* Requirement
Pick out every line of the items below that contains the word "wall", matching case exactly, and copy each one.
* Start Records to use *
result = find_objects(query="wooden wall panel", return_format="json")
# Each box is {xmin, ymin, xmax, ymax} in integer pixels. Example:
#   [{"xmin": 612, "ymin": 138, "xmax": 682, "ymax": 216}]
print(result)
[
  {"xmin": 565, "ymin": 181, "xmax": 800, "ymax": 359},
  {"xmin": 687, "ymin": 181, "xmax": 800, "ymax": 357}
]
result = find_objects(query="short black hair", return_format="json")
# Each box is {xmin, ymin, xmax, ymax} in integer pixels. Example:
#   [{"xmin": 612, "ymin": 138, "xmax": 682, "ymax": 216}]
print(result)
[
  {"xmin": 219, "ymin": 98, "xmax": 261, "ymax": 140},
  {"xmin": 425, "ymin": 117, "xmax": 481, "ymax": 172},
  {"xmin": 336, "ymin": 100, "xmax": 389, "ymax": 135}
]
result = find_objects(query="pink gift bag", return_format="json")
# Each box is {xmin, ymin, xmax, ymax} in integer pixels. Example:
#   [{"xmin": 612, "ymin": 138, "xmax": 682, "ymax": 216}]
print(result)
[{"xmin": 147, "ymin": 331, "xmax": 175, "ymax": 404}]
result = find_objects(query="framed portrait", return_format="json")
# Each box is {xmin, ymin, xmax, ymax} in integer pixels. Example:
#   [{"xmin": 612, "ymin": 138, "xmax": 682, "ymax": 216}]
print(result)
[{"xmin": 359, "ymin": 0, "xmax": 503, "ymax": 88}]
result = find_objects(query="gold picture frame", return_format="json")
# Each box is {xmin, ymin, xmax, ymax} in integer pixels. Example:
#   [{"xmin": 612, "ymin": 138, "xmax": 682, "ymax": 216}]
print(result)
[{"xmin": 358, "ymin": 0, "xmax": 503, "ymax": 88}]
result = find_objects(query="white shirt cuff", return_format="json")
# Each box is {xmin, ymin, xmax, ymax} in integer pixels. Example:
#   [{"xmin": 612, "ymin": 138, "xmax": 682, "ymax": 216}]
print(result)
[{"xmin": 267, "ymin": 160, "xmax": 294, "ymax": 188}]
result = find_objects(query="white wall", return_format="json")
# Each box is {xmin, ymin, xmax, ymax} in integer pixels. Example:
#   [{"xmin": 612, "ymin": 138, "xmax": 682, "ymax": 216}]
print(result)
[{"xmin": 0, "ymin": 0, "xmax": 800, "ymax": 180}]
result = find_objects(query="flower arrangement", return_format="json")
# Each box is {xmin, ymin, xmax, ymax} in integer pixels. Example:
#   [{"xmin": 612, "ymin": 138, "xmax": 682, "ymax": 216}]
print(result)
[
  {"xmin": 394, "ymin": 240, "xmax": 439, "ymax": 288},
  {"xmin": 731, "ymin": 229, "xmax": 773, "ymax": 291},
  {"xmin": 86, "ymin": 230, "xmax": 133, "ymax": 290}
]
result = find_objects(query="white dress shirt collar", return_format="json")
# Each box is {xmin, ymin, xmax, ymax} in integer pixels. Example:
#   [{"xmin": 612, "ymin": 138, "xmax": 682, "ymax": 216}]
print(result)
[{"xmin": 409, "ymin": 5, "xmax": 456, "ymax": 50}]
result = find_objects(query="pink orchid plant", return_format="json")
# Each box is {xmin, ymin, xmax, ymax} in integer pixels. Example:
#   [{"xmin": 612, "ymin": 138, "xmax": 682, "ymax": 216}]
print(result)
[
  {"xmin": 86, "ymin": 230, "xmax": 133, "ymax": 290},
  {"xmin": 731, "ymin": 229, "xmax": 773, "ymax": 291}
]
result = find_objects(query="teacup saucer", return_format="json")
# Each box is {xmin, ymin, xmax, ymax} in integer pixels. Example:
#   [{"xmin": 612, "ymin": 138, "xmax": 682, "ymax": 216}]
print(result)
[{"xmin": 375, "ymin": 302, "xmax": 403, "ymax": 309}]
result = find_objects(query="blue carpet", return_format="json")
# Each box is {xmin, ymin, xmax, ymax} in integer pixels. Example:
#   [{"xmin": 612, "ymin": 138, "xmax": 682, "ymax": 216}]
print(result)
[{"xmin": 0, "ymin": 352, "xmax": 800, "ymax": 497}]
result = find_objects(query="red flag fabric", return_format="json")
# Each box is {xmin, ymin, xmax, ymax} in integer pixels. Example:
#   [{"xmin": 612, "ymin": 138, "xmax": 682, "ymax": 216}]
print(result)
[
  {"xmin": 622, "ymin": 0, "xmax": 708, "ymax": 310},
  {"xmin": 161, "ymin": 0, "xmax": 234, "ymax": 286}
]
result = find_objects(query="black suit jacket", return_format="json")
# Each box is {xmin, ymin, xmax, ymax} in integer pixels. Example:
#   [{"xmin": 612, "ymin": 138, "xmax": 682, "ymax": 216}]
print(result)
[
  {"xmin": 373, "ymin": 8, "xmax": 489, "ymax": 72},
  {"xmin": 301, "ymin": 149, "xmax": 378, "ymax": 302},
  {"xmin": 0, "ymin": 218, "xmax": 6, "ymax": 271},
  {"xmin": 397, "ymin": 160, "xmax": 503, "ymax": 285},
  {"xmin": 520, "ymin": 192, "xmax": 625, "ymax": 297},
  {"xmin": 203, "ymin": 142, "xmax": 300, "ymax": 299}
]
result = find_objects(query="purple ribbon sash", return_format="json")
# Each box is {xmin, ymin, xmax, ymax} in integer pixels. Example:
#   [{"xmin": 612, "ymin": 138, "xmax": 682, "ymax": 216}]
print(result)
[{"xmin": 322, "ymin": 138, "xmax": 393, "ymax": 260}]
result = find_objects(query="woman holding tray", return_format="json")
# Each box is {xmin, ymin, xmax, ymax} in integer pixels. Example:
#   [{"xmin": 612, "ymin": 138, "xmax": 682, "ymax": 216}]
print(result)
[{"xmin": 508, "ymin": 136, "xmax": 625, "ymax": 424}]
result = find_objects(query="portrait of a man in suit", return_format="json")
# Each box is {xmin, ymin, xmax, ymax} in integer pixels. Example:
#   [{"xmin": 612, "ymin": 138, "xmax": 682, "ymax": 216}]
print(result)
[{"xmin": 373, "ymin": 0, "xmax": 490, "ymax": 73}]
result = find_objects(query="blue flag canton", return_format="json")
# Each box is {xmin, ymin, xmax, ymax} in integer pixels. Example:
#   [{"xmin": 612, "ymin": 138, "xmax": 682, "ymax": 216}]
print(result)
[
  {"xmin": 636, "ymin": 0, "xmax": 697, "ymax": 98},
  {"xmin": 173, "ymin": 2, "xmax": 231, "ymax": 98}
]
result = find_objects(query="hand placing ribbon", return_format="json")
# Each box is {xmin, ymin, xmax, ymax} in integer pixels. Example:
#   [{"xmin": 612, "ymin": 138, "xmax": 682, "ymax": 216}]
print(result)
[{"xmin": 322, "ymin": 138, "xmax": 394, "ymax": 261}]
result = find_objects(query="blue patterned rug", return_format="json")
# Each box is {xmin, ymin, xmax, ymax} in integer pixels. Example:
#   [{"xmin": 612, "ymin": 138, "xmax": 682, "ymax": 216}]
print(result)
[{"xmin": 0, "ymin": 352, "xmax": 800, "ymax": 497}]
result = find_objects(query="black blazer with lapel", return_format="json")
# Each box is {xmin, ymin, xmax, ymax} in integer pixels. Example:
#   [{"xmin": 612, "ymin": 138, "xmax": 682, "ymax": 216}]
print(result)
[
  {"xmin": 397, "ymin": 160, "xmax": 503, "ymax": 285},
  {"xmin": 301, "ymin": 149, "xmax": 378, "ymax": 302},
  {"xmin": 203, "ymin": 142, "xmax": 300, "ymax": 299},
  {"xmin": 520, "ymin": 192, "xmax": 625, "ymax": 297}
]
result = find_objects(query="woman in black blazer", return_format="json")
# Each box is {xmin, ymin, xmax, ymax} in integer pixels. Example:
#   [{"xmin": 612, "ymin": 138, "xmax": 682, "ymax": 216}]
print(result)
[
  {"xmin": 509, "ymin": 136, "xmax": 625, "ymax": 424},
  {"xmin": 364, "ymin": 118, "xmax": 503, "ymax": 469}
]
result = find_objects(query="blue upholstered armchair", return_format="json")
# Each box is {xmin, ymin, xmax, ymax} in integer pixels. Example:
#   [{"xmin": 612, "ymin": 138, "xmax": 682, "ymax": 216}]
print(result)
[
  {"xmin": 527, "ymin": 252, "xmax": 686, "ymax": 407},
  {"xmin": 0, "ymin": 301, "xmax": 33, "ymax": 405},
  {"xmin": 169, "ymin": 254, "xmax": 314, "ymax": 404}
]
* End Records to use *
* Final answer
result = find_objects(query="wooden wall panel", return_format="json")
result = find_objects(query="white wall", return_format="json")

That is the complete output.